Problem to solve: Restate each line of the listing exactly, without carrying over any pictures.

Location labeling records
________________________
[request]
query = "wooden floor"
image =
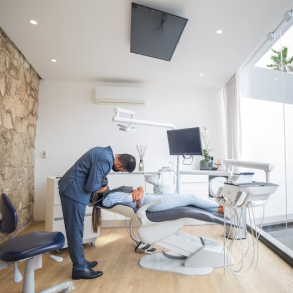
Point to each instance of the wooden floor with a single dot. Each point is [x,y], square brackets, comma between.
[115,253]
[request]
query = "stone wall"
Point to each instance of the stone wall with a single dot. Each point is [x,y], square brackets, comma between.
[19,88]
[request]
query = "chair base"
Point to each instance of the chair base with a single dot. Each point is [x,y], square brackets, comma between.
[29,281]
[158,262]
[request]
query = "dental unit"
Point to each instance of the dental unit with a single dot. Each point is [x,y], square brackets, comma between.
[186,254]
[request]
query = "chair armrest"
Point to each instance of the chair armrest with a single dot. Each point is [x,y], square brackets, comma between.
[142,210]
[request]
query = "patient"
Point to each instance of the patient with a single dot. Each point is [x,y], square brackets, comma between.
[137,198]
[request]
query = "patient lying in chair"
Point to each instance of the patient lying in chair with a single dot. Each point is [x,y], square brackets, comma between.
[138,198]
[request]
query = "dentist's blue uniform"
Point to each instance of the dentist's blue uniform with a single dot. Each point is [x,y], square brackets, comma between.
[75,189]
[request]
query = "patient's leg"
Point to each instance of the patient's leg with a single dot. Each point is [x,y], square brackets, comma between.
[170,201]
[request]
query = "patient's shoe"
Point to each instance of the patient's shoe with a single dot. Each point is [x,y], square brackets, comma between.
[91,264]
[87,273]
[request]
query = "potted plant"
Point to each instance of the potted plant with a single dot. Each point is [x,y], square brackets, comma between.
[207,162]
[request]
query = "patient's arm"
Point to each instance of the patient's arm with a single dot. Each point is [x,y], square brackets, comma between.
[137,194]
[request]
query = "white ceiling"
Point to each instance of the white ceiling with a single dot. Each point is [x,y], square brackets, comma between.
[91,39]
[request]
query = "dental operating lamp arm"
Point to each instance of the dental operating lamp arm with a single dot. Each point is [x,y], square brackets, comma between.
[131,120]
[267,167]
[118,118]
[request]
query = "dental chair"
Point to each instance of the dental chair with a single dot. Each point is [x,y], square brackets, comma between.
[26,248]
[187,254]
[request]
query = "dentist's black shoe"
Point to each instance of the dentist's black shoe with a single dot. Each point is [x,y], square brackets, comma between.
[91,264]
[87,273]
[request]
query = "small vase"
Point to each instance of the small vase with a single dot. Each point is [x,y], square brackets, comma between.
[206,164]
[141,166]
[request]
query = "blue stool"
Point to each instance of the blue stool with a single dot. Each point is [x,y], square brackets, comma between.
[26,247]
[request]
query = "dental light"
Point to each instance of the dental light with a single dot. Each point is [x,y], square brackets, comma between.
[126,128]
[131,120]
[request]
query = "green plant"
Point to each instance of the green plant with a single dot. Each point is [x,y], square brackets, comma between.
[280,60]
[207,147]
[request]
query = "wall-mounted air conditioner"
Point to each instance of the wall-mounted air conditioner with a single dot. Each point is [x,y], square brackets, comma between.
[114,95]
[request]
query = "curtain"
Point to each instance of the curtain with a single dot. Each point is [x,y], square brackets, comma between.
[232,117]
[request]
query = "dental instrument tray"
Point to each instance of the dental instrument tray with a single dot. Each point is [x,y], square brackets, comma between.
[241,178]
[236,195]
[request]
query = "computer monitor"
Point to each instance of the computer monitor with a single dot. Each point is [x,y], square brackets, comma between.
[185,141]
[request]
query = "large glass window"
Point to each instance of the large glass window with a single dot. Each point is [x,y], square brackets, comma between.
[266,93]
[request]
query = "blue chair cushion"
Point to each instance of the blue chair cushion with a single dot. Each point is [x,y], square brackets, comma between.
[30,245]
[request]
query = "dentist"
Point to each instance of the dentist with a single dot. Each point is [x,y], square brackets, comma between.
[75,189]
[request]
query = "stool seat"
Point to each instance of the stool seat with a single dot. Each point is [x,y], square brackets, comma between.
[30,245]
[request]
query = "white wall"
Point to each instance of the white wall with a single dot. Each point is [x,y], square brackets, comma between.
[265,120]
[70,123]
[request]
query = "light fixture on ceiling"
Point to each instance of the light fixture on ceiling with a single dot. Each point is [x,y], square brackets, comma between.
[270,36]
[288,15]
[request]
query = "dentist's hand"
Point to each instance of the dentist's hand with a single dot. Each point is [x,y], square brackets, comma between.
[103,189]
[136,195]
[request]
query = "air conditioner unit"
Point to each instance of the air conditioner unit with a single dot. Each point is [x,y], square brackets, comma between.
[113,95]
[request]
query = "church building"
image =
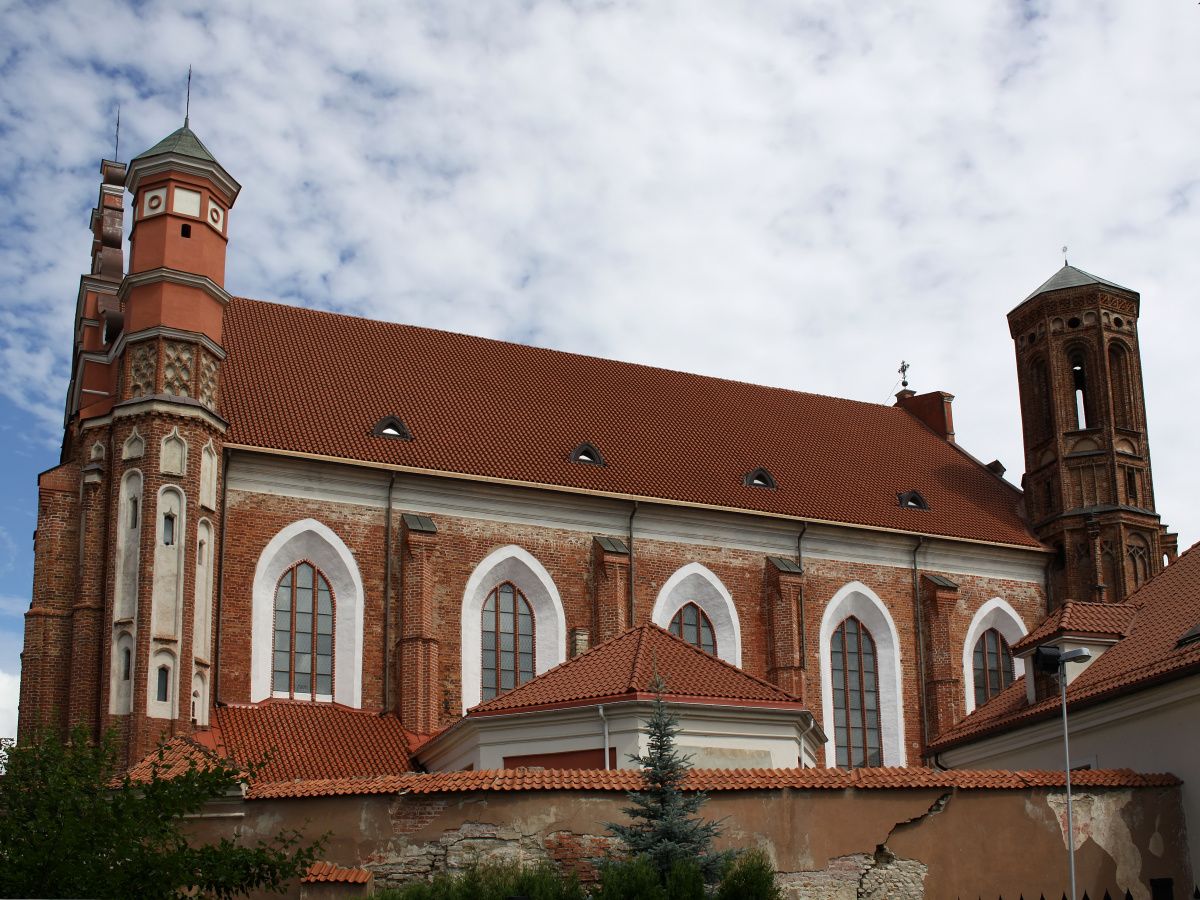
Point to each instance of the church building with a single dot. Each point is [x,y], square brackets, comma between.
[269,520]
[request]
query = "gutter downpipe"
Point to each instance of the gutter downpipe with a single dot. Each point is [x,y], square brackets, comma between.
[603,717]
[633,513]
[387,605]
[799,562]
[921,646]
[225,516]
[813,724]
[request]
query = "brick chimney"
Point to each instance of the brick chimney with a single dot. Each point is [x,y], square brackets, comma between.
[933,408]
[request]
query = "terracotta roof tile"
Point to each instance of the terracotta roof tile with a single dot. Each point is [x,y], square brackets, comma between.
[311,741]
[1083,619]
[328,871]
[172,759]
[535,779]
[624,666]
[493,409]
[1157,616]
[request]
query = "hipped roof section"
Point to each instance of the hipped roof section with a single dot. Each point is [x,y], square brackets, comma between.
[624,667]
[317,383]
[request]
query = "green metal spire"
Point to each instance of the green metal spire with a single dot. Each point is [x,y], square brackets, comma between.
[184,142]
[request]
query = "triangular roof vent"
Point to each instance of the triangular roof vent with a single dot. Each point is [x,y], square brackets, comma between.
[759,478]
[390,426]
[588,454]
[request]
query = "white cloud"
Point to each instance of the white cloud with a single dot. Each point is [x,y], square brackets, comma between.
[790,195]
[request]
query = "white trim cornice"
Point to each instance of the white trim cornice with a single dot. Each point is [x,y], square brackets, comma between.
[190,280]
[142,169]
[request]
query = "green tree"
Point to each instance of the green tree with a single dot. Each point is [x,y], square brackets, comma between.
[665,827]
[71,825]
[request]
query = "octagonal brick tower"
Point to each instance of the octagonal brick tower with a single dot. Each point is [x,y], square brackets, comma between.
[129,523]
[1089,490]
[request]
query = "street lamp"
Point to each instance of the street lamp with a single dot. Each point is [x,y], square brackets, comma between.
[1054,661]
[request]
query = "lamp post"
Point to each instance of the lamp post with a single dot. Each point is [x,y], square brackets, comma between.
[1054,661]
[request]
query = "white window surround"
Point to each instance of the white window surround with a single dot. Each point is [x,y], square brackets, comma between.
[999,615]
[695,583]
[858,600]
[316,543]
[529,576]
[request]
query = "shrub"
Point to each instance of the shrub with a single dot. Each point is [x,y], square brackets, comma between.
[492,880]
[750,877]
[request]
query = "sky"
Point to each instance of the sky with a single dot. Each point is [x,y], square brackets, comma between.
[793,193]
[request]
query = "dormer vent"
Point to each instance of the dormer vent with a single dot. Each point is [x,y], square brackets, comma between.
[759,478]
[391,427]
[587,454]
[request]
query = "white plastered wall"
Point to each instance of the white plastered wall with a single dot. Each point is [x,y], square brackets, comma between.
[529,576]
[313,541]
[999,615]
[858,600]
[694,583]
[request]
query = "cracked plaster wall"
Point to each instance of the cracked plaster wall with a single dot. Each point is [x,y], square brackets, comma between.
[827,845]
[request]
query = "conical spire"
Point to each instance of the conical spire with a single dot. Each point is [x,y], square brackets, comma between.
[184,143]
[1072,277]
________________________
Result for this exercise:
[request]
query = "wooden floor"
image =
Point to each instance of the wooden floor with a single dot. Each point is [x,y], square brackets, comma between.
[115,253]
[request]
query = "stone wall"
Point to each instance of the stone wall with a single dot. Each point is [x,y], square brackets, comma between.
[19,88]
[request]
query = "chair base"
Point to each instance of the chair base with a single dot. Each point is [x,y], square brackets, comma between.
[29,281]
[158,262]
[request]
query = "dental unit"
Point to each instance of the dental unit with a single dot. Each point is [x,y], square brackets, comma between.
[186,254]
[request]
query = "chair armrest"
Point to each instance of the chair armrest with a single dot. Each point is [x,y], square brackets, comma between.
[142,210]
[request]
query = "patient"
Point to each instance of the patient with a single dot. Each point is [x,y], square brackets, comma between.
[137,198]
[request]
query = "patient lying in chair"
Point to each instance of the patient lying in chair with a single dot. Each point is [x,y], square brackets, comma between.
[138,198]
[request]
query = "dentist's blue uniform"
Point to each instance of the dentist's blue uniform with a single dot. Each point is [x,y], square brackets, comma between.
[75,189]
[request]
query = "patient's leg"
Point to each instance of the patient's leg with a single dot. Each point is [x,y], square brackets, comma between.
[170,201]
[request]
query = "patient's shoe"
Point to each instance of the patient's shoe with a single dot. Each point is [x,y], square brackets, comma between.
[91,264]
[87,273]
[request]
query = "potted plant"
Point to each instance of the potted plant with a single dot. Each point is [x,y], square brackets, comma between.
[207,162]
[request]
query = "patient's arm"
Point to each instance of the patient's arm with a single dot. Each point is [x,y], square brackets, comma between.
[137,194]
[request]
query = "white ceiling"
Point to each instance of the white ceiling with a single dot. Each point is [x,y], square brackets, comma between.
[91,39]
[request]
query = "dental operating lamp arm"
Point to each instance of the dental operating lamp arm with a single dot. Each point is [x,y], square brackets, comma between.
[131,120]
[267,167]
[118,118]
[request]
query = "dental chair"
Point to each instance of the dental chair with a single dot. Each point is [x,y], square brackets, comma between.
[26,248]
[187,254]
[request]
query = "dentist's black shoe"
Point to each instance of the dentist's black shoe with a single dot. Each point is [x,y], square brackets, comma between.
[91,264]
[87,273]
[request]
query = "small vase"
Point to each instance of the small vase with a single dot. Each point is [x,y], square brackets, comma between.
[206,164]
[141,166]
[request]
query = "blue stool"
Point to each instance of the blue stool with a single dot. Each point is [x,y], square brackets, comma between.
[26,247]
[request]
query = "dental light"
Point to each instance of the dental light with a single dot. Each point is [x,y], square brackets, comma between.
[126,128]
[131,120]
[request]
query = "green plant"
Point to each instance of the green plant with a single dot. Each point is [x,y], square brackets, comma between.
[280,60]
[207,147]
[request]
query = "wall-mounted air conditioner"
Point to each instance of the wall-mounted air conditioner with a single dot. Each point is [x,y], square brackets, comma between.
[114,95]
[request]
query = "curtain"
Point to each instance of the curtain with a single dot. Each point is [x,y], square brackets, comma between.
[232,117]
[request]
query = "dental instrument tray"
Point to each instance of the dental instrument tray with a single dot. Each point is [x,y], square brackets, comma between.
[241,178]
[236,195]
[request]
query = "computer monitor"
Point to each instance of the computer monitor with a single dot. Each point is [x,y], square brackets, comma between.
[185,141]
[request]
query = "large glass window"
Point to each instance of the large glass window with a single dot. Each point is [x,y], square brackets, comma between.
[266,93]
[request]
query = "blue chair cushion"
Point to each instance of the blue chair cushion with a single dot. Each point is [x,y], square brackets, comma between.
[30,245]
[request]
query = "dentist"
Point to each instance of the dentist with a single dot. Each point is [x,y], square brackets, comma between.
[75,189]
[request]
query = "stool seat"
Point to each instance of the stool seat with a single dot. Each point is [x,y], square brackets, comma between.
[30,245]
[request]
query = "white wall"
Point to each instance of the white wall with a single dot. Each point is [x,y], square brackets, comma between.
[265,120]
[70,123]
[request]
query = "light fixture on ceiling"
Point to each instance of the light fixture on ceiling with a single dot. Each point is [x,y], square brackets, comma between.
[270,36]
[288,15]
[request]
query = "dentist's hand"
Point to each instance of the dentist's hand with a single dot. Each point is [x,y], square brackets, comma between.
[103,189]
[136,195]
[request]
query = "air conditioner unit"
Point to each instance of the air conditioner unit with a single dot. Each point is [x,y], square brackets, comma between.
[113,95]
[request]
query = "church building"
image =
Point to each instance of the church building with a single dot. Each point is [x,y], square brackets, comma between.
[269,520]
[request]
query = "gutter downpipe"
Point to each instance of the gutter downpipe with a single dot. Each point is [x,y], square brackets, comma between.
[603,717]
[633,513]
[387,605]
[799,562]
[921,646]
[225,516]
[813,724]
[request]
query = "brick chimney"
Point to each instance of the brick chimney with a single dot. Each point is [x,y], square brackets, comma between.
[933,408]
[request]
query = "terracotta roof tile"
Point to each instance of the terracotta roof tile with a single dot. Each point is [x,y], square brackets, comma between.
[311,741]
[1083,619]
[328,871]
[172,759]
[535,779]
[624,666]
[493,409]
[1157,616]
[request]
query = "hipped roof section"
Point to each instance of the hipped roof section with a single dot. Each point is [x,y], square brackets, comma between.
[624,667]
[317,383]
[request]
query = "green metal spire"
Point to each instance of the green metal spire with a single dot. Each point is [x,y], square brackets, comma between.
[184,142]
[request]
query = "triangular roof vent"
Point to each instance of the triangular roof vent with a single dot. Each point is [x,y], square brackets, comma between.
[759,478]
[390,426]
[588,454]
[request]
query = "white cloud"
Point to each instance of the white cloud with a single dot. Each point is [x,y], square brackets, comma between.
[790,195]
[request]
query = "white trim cornice"
Point to each instance of the white trim cornice with a single dot. Each point is [x,y], square brackets, comma between.
[190,280]
[142,169]
[request]
query = "green tree"
Point to each instance of the green tree with a single dot. Each point is [x,y], square brackets, comma between.
[665,827]
[71,825]
[request]
query = "octagonal brick tower"
Point to each instance of the octagonal brick tower with a single dot. Each point is [x,y], square brackets, comma between.
[129,523]
[1089,490]
[request]
query = "street lamp"
Point to each instance of the street lamp with a single dot. Each point is [x,y], square brackets, comma between.
[1054,661]
[request]
query = "lamp post"
Point to each instance of the lamp post with a single dot. Each point is [x,y], square brackets, comma between.
[1054,661]
[request]
query = "white window surround"
Point to each instance of the white window surround with a single dot. Each point is [x,y], square brackets, comma between.
[999,615]
[695,583]
[858,600]
[316,543]
[529,576]
[request]
query = "shrub"
Point to each instance of the shrub with a single dot. Each point is [x,y], square brackets, comma between.
[492,880]
[750,877]
[request]
query = "sky"
Point to each instance of the sky with a single dot. Each point is [x,y], square brackets, comma between.
[793,193]
[request]
query = "dormer vent"
Point to each instance of the dormer vent with a single dot. Each point is [x,y], square brackets, comma between.
[759,478]
[391,427]
[587,454]
[request]
query = "white plastered wall"
Point to each instance of the white plastered wall with a single dot. Each point is [x,y], square brackets, comma between.
[529,576]
[313,541]
[999,615]
[858,600]
[694,583]
[request]
query = "cracked plaster wall"
Point to each instance of the cracked plaster wall with a single dot. Each point is [x,y], square brackets, comma between.
[827,845]
[request]
query = "conical spire"
Point to each instance of the conical spire with a single dot. Each point is [x,y], square brackets, comma between.
[184,143]
[1072,277]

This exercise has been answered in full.